# Task directions
Return the following lines verbatim, beginning with the line containing "tagged: cobblestone pavement" and continuing through the final line of the data.
-- start --
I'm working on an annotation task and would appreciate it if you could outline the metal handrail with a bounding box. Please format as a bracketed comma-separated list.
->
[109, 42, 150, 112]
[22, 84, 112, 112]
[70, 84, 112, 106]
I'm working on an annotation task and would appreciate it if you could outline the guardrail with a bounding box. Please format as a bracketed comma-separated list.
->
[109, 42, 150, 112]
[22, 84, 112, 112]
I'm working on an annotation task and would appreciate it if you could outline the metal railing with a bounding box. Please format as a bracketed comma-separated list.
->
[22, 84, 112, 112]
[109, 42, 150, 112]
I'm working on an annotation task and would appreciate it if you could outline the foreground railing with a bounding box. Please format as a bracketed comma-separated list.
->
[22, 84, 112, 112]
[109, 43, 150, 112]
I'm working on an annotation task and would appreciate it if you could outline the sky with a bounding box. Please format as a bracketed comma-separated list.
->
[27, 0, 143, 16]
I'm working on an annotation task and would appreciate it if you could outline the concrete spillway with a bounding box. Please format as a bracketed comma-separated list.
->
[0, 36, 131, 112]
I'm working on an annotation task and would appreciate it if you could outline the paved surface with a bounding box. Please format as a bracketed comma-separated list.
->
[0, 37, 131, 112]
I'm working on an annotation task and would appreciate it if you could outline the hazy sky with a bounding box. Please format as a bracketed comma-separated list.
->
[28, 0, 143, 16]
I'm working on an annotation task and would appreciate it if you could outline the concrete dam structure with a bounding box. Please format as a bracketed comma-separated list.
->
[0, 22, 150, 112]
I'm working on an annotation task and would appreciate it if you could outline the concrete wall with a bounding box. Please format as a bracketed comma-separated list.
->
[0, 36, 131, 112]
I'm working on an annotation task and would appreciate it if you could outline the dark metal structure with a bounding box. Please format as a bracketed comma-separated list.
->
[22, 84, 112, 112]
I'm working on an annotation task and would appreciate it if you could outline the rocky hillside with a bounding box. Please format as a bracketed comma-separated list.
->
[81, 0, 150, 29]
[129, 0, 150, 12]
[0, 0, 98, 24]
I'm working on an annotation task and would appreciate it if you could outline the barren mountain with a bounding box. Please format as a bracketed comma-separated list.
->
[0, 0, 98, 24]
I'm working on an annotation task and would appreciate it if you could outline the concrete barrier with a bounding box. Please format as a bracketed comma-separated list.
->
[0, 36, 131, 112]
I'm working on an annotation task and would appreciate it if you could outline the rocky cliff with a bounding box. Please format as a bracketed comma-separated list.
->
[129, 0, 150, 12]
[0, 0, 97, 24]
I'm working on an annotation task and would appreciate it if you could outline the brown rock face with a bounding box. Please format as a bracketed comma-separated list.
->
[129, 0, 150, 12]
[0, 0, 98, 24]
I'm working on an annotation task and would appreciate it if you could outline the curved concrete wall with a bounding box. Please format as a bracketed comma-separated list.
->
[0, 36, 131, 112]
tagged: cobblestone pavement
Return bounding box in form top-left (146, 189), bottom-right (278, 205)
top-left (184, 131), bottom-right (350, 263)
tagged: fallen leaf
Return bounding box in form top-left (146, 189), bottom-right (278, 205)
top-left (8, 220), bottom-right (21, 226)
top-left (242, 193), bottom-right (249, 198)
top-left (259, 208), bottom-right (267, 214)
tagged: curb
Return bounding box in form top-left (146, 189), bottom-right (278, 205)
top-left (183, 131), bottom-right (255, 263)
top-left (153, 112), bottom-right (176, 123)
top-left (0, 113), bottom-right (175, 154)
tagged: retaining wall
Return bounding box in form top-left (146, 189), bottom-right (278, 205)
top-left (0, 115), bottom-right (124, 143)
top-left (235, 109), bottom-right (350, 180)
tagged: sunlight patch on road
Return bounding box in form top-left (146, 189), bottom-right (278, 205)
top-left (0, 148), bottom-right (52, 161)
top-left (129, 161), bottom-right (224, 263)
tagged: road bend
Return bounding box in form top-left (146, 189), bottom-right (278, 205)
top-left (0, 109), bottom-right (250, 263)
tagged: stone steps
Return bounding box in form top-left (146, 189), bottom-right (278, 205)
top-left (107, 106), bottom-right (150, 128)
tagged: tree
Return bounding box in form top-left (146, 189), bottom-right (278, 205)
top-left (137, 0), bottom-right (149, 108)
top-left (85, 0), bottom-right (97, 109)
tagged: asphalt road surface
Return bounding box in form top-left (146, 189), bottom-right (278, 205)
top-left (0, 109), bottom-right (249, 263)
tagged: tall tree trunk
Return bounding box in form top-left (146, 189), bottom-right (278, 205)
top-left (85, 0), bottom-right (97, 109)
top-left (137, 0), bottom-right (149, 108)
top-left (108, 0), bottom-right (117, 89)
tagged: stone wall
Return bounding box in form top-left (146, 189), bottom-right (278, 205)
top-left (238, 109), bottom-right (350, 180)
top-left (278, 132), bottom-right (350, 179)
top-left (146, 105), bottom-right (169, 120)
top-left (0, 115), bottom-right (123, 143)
-- end --
# Answer to the problem
tagged: cobblestone pavement
Return bounding box in form top-left (146, 189), bottom-right (278, 205)
top-left (184, 131), bottom-right (350, 263)
tagged: fallen leaf
Return bounding box in form top-left (146, 189), bottom-right (278, 205)
top-left (8, 220), bottom-right (21, 226)
top-left (242, 193), bottom-right (249, 198)
top-left (259, 208), bottom-right (267, 214)
tagged: curb
Return bounding box in form top-left (146, 189), bottom-right (278, 205)
top-left (183, 131), bottom-right (255, 263)
top-left (153, 112), bottom-right (176, 123)
top-left (0, 113), bottom-right (175, 154)
tagged: retaining wall
Return bounding box in form top-left (146, 189), bottom-right (278, 205)
top-left (0, 115), bottom-right (124, 143)
top-left (235, 109), bottom-right (350, 180)
tagged: sunlight patch on road
Return bounding box in form top-left (146, 189), bottom-right (278, 205)
top-left (0, 148), bottom-right (52, 161)
top-left (129, 161), bottom-right (224, 263)
tagged: road bend
Return bounding box in form top-left (146, 189), bottom-right (278, 205)
top-left (0, 109), bottom-right (250, 263)
tagged: stone steps
Return bounding box in form top-left (146, 189), bottom-right (278, 205)
top-left (107, 106), bottom-right (150, 128)
tagged: tree
Return bounding box in form top-left (146, 189), bottom-right (278, 205)
top-left (137, 0), bottom-right (149, 108)
top-left (85, 0), bottom-right (97, 109)
tagged: asphalt road surface
Return bounding box in form top-left (146, 189), bottom-right (278, 205)
top-left (0, 109), bottom-right (249, 263)
tagged: tall tree trunk
Return bounding box in form top-left (146, 189), bottom-right (278, 205)
top-left (85, 0), bottom-right (97, 109)
top-left (137, 0), bottom-right (149, 108)
top-left (108, 0), bottom-right (117, 89)
tagged: stone wall
Return bounding box in form top-left (146, 189), bottom-right (278, 205)
top-left (238, 109), bottom-right (350, 180)
top-left (278, 132), bottom-right (350, 179)
top-left (146, 105), bottom-right (169, 120)
top-left (0, 115), bottom-right (123, 143)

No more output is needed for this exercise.